__Task instructions__
Below are entries; copy exactly the lines from the one with "If you could identify the forested" through the one with "If you could identify the dark", both included, and leave out the rest.

__Information shown__
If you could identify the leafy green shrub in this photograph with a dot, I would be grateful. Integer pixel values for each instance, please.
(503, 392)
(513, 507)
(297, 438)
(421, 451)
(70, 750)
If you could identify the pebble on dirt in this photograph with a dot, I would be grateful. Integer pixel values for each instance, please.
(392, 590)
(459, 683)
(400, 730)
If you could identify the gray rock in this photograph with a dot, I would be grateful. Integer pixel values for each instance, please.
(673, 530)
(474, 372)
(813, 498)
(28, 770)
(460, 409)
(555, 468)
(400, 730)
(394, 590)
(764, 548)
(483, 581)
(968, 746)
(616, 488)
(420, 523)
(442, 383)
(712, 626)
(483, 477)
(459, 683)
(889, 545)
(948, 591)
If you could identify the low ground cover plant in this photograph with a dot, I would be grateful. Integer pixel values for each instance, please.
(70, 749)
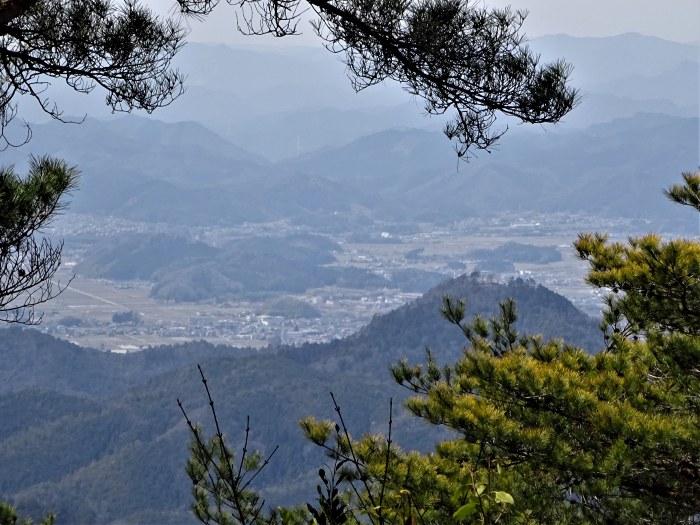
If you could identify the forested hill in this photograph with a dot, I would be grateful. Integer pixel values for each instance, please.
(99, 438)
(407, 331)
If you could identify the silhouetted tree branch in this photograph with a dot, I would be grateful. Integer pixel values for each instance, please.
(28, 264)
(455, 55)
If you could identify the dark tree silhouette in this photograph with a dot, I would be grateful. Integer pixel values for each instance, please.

---

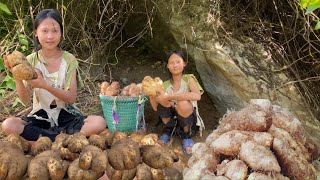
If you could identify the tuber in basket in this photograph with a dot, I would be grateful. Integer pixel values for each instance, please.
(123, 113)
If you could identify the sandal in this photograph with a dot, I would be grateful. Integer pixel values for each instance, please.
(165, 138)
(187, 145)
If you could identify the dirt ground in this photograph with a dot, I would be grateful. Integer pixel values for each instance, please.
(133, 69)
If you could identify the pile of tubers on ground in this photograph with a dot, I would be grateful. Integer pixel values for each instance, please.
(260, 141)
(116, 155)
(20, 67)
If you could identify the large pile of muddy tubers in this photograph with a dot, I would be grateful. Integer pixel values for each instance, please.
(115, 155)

* * *

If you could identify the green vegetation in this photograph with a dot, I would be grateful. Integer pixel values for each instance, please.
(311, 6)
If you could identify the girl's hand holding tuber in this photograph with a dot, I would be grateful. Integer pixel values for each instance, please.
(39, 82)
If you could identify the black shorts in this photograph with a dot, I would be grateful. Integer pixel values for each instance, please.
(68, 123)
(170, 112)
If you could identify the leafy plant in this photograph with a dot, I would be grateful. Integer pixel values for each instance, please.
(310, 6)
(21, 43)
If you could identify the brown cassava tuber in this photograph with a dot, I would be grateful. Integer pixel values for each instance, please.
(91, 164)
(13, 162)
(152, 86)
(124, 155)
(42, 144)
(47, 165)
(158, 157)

__Response area__
If you could identify the forested hill in this photograph with a dot, I would be grateful. Integer pixel values for each instance, please.
(99, 438)
(407, 331)
If you could identify the silhouetted tree branch in this photograph with a dot, I would be grateful. Integer pixel values for each instance, please.
(28, 264)
(455, 55)
If you could identify the dark tree silhouette in this photograph with a dot, I would be grateful. Integer pixel values for each instance, please.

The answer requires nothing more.